# DOCUMENT PASSAGE
>>>>

In our family, Thanksgiving is always different. Sometimes we keep it to a minimal, sometimes we take it as an opportunity to be really creative and make complicated dishes. We stick to some traditions, like cranberry sauce, but turkey has only made its appearance on our table once. We try to keep it as local as possible and then perhaps leave a little room for the exceptions. 

This year my sister and I baked a pumpkin pie, using a sugar pumpkin. We've never done that before, which I find surprising. We usually bake an apple cake, and sometimes we avoid dessert altogether (because both of our birthdays fall around Thanksgiving, so we have plenty of cakes to worry about already.)

Tonight's dinner is mostly vegetable-based and covers the spectrum of colors (which I think is important for every plate!) On the Menu:

Roasted Butternut Squash
 with cinnamon, star anise and fennel spice blend

Sweet Potato Bites
lightly sweetened with Agave

Steamed Green Beans

Steamed Leeks

Roasted Spaghetti Squash
with melted, salted butter

Stuffing
with celery and onions

Mashed Potatoes
homemade

Brown Gravy
from 'Simply Organic'

Cranberry Sauce
homemade

...

Homemade Pumpkin Pie
from real sugar pumpkins

I'm thankful that we can indulge in so much amazing food, local, organic, sustainable. I'm thankful that despite the changing times, with GMOs and artificial food, with consumerism, corporate greed, mass-production, factory-farming and bureaucratic idiocies, there are still good people out there, who understand and appreciate nature and food and all that is good. Peace.

<<<<

# EXERCISE 1
From the Thanksgiving post, repeat the part that opens with the words containing "This year my" and closes with "worry about already.)".
# EXERCISE 2
According to the Thanksgiving post, how many times has turkey appeared on the family's table?
None of the data after this point is needed.

# Collected data entries
>>>>

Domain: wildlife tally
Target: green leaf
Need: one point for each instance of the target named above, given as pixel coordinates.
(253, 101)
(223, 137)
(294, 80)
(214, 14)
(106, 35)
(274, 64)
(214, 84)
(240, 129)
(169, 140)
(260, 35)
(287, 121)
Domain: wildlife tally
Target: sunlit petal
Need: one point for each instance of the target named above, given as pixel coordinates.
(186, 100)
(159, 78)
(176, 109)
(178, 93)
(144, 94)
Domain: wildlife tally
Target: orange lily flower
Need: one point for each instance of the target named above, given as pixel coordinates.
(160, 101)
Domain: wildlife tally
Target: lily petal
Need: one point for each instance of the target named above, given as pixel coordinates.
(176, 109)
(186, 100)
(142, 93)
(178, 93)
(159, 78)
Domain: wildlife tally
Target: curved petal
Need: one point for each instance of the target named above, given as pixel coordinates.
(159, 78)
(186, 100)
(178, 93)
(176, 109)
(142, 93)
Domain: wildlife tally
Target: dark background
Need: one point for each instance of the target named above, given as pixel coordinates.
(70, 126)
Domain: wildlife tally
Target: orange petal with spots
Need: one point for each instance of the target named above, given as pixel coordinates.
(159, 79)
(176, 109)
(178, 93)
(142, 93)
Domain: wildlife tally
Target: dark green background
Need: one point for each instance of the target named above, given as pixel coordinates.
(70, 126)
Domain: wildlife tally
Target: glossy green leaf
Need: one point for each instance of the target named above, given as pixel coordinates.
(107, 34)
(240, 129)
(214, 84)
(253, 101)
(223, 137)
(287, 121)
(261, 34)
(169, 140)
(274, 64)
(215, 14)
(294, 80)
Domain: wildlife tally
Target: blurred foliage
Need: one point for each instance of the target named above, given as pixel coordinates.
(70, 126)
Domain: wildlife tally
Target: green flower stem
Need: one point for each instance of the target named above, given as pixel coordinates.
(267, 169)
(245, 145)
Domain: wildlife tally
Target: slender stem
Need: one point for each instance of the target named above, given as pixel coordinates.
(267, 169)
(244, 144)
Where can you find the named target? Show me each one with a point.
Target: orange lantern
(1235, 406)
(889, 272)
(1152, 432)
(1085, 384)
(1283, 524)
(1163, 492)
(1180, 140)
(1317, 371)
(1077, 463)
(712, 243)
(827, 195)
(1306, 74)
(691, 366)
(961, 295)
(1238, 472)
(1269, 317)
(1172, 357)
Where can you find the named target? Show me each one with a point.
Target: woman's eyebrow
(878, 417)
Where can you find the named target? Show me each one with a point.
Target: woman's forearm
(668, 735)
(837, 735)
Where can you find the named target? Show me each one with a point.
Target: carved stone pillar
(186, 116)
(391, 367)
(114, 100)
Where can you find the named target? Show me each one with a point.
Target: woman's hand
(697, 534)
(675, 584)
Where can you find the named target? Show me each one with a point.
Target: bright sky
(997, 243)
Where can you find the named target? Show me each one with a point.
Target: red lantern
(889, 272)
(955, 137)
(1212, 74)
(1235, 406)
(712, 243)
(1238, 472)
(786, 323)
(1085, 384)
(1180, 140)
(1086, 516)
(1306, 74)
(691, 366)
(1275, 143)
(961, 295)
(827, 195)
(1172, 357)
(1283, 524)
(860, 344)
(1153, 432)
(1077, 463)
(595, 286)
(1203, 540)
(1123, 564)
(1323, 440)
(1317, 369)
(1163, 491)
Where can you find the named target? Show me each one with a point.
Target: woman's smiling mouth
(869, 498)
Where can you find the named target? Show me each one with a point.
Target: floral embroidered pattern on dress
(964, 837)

<<<<

# CORRECT RESPONSE 1
This year my sister and I baked a pumpkin pie, using a sugar pumpkin. We've never done that before, which I find surprising. We usually bake an apple cake, and sometimes we avoid dessert altogether (because both of our birthdays fall around Thanksgiving, so we have plenty of cakes to worry about already.)

# CORRECT RESPONSE 2
Only once.